**Task requirements:** Write out the whole listing exactly as it stands.

**Entries shown:**
------------------------------
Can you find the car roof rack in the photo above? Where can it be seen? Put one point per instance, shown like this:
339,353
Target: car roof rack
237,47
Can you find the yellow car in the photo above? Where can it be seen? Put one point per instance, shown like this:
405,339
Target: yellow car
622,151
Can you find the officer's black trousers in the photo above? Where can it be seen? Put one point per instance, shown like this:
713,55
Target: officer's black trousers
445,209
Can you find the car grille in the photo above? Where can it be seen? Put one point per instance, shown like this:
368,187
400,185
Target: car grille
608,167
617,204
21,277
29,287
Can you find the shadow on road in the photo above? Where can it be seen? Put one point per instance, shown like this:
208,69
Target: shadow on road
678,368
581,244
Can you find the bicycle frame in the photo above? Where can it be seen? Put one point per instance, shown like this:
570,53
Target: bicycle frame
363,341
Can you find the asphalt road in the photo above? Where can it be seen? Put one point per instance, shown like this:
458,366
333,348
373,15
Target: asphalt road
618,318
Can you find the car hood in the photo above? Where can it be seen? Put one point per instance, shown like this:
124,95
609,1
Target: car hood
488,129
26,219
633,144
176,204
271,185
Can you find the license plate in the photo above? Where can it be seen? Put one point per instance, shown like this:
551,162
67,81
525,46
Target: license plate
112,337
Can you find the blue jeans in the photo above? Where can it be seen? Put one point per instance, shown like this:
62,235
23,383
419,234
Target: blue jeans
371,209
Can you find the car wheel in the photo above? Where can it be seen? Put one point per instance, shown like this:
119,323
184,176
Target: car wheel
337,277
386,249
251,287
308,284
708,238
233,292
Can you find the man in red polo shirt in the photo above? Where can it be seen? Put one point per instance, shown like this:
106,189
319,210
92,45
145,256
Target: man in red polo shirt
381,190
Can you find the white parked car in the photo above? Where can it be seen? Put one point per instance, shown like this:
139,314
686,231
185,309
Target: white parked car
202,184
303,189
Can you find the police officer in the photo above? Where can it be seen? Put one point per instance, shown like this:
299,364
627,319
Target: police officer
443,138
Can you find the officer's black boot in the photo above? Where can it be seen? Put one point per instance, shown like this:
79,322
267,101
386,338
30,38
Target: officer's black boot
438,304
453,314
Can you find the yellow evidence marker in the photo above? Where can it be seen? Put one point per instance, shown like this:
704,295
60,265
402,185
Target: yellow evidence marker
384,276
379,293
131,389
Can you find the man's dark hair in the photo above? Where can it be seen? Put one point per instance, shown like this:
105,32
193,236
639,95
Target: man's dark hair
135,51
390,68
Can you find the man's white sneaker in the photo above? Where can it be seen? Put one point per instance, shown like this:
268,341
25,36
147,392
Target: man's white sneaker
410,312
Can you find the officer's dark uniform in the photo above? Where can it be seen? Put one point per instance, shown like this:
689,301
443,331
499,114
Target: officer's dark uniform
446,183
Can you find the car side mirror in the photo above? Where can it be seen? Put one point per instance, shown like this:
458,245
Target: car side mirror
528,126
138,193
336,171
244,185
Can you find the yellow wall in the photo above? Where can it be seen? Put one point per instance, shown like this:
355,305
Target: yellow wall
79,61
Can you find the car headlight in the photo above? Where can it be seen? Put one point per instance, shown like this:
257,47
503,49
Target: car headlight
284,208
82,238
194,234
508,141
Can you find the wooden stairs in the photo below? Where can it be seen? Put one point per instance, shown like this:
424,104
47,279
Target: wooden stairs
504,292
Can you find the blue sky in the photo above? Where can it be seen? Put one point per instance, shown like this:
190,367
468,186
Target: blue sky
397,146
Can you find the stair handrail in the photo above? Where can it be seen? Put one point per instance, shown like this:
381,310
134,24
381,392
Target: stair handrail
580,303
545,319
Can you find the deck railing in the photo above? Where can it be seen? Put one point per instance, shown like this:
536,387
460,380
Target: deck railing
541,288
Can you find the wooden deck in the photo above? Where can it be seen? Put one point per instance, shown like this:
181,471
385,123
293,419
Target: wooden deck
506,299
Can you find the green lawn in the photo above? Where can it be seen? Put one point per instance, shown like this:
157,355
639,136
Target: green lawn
------------------------------
**Answer for this exercise:**
Can you find the car roof rack in the photo above? Where can it be seen? Put one point per instance, shown like this:
339,353
Target: car roof rack
237,47
Can you find the yellow car in the photo above? Where can it be seen? Put one point per instance, shown like this:
405,339
Target: yellow car
622,151
Can you find the officer's black trousers in the photo above? Where can it be seen? Put one point per instance, shown like this:
713,55
Target: officer's black trousers
445,209
Can you find the car grille in the photo above? Where can it be seen? Put one point per instance, shown like this:
368,187
400,185
Target: car grille
608,167
617,204
21,277
29,287
Can you find the shadow on road in the photo above? Where can it be seen? Put one point per instance, shown like this:
208,69
Target: shadow on road
678,368
581,244
Can you find the bicycle frame in the photo above? Where can it be seen? Put one point per instance, shown like this:
570,53
Target: bicycle frame
363,341
Can you find the asphalt road in the photo above? Where can it be seen? Put one point per instance, shown like this:
458,366
333,348
373,15
Target: asphalt road
618,318
Can you find the car hood in the photo above? Where can it be seen? Put one point per instance, shown like this:
124,95
609,1
Target: car hood
488,129
26,219
633,144
176,204
271,185
Can you find the license plate in the photo above? Where can it be seen? Put one point per instance, shown like this:
551,162
67,81
525,46
Target: license plate
112,337
Can you find the blue jeans in the photo above? Where can it be seen? Put one point per instance, shown like this:
62,235
23,383
419,234
Target: blue jeans
371,209
Can you find the car wheel in the photo above? Where can it be seen? Put one point per instance, shown like this:
119,323
184,176
Target: car wheel
337,277
386,249
251,287
308,284
708,238
233,292
Can you find the man in red polo shirt in the photo above? Where can it be seen? Put one point per instance, shown like this:
106,189
319,210
92,45
145,256
Target: man in red polo shirt
381,190
Can you find the white parked car in the photo above? Where can it be seen? Put one point per instance, shown like this:
139,314
686,231
185,309
Target: white parked car
202,184
303,189
Can you find the police officer in the photo above? Where can it be seen? Put one point per instance, shown like this:
299,364
627,319
Target: police officer
443,138
Can you find the officer's black boot in the photo above? Where can it be seen? Put one point per instance, shown like this:
79,322
267,101
386,338
30,38
Target: officer's black boot
438,304
453,314
Can you find the yellow evidence marker in the photo above? Where can it be seen? Put one point per instance, shown like this:
704,295
60,265
402,185
Target: yellow evidence marker
384,276
379,293
131,389
Can you find the man's dark hair in the photo above? Where can it be seen? Put one point per instance, shown like this:
105,32
193,236
639,95
Target: man's dark hair
135,51
390,68
Can you find the man's white sneaker in the photo above? Where can it be seen? Put one point per instance, shown like this:
268,341
25,36
147,392
Target: man's white sneaker
410,312
Can you find the officer's dark uniform in the photo above? Where can it be seen? Put one point per instance, shown like this:
689,301
443,331
499,114
Target: officer's dark uniform
446,183
Can you find the car side mirror in the photo above? Where can it be seen? Put one point per instance, shown like this:
458,245
Target: car side mirror
528,126
138,193
336,171
244,185
Can you find the yellow wall in the photo above? Where can it be seen? Put one point per instance, shown like this:
355,305
Target: yellow wall
79,61
Can you find the car headlight in the photo above? Where can it be seen? Put one point per instance, shown like this:
257,47
503,49
Target: car headlight
284,208
82,238
194,234
508,141
Can you find the wooden stairs in the photo below? Where can it be seen? Put one point per instance, shown like this:
424,104
47,279
Target: wooden stairs
504,292
Can you find the blue sky in the photo above? Where can it be seen? Put one point per instance, shown like this:
190,367
468,186
Target: blue sky
397,146
Can you find the stair handrail in the photo above? Where can it be seen? Put one point per instance, shown like this:
381,310
134,24
381,392
Target: stair handrail
580,303
545,319
Can you find the deck railing in the photo above? Where can it be seen? Put one point per instance, shown like this:
536,387
460,380
Target: deck railing
541,288
Can you find the wooden deck in the photo above? Where can it be seen? Put one point per instance, shown like this:
181,471
385,123
293,419
Target: wooden deck
506,299
Can you find the green lawn in the photo above? Where can it be seen? Put one point per instance, shown like this:
157,355
639,136
Target: green lawn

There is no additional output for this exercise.